The answer must be one number: how many lines in the records below contain the string "dark".

• THE DATA:
------
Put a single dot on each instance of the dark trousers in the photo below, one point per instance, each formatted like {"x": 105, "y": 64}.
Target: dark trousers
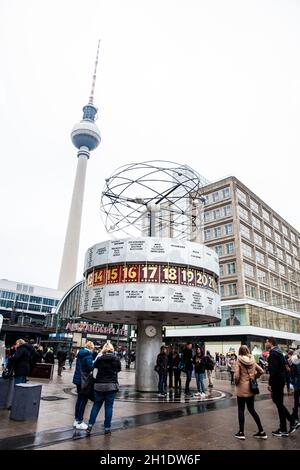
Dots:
{"x": 80, "y": 405}
{"x": 188, "y": 380}
{"x": 249, "y": 401}
{"x": 162, "y": 378}
{"x": 277, "y": 397}
{"x": 296, "y": 404}
{"x": 177, "y": 378}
------
• ANSWER TO THIS EXERCISE: 2